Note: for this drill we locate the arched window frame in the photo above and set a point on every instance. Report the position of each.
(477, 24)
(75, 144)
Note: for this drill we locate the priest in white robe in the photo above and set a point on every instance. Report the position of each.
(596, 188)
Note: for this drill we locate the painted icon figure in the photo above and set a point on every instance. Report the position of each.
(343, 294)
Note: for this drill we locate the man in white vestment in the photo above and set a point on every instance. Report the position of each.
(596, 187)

==

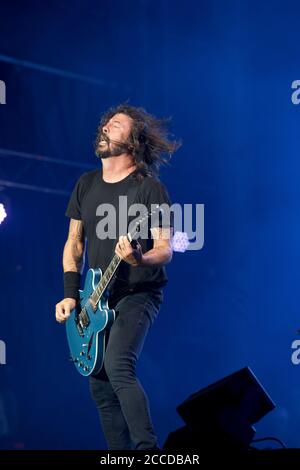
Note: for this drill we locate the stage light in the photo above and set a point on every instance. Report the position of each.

---

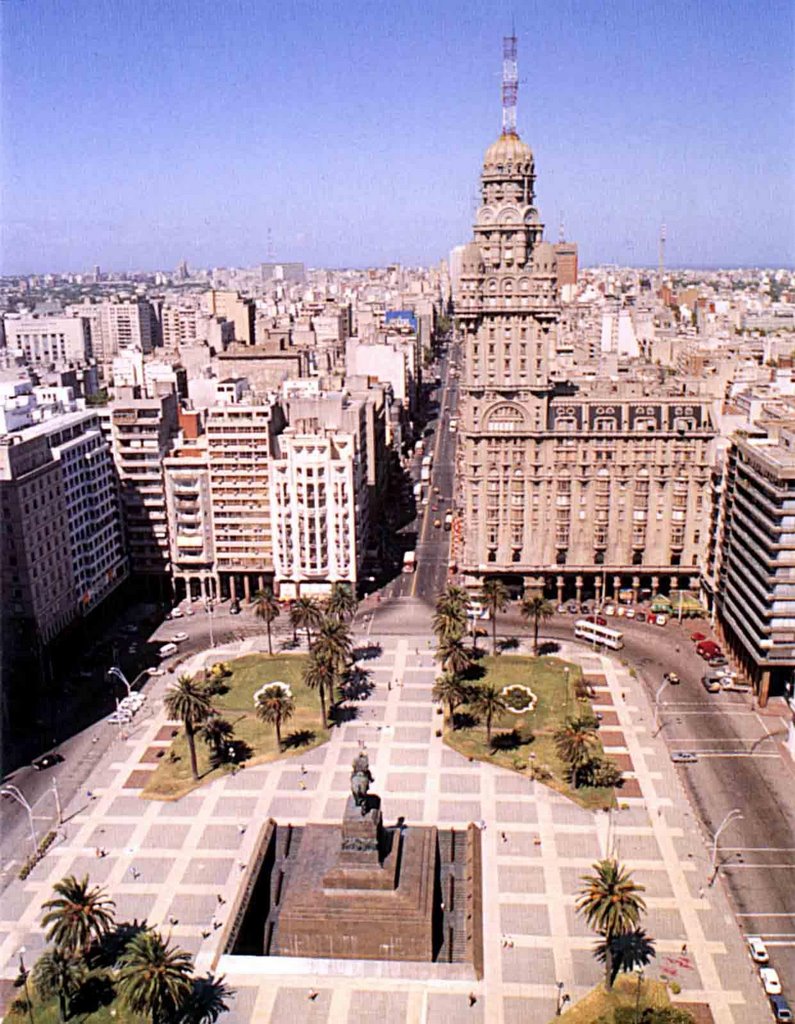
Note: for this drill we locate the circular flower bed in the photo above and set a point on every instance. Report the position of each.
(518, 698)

# EXERCISE TASK
Extract each line of the listing that contains the word "white" and copy it in full.

# ANSWER TO THE TASK
Note: for this drill we locate the priest in white robe in the photo above and set a point on every instance. Report the position of each.
Note: for this drill we locate the man in white vestment in the photo above and set a point on every instance. Report the position of each.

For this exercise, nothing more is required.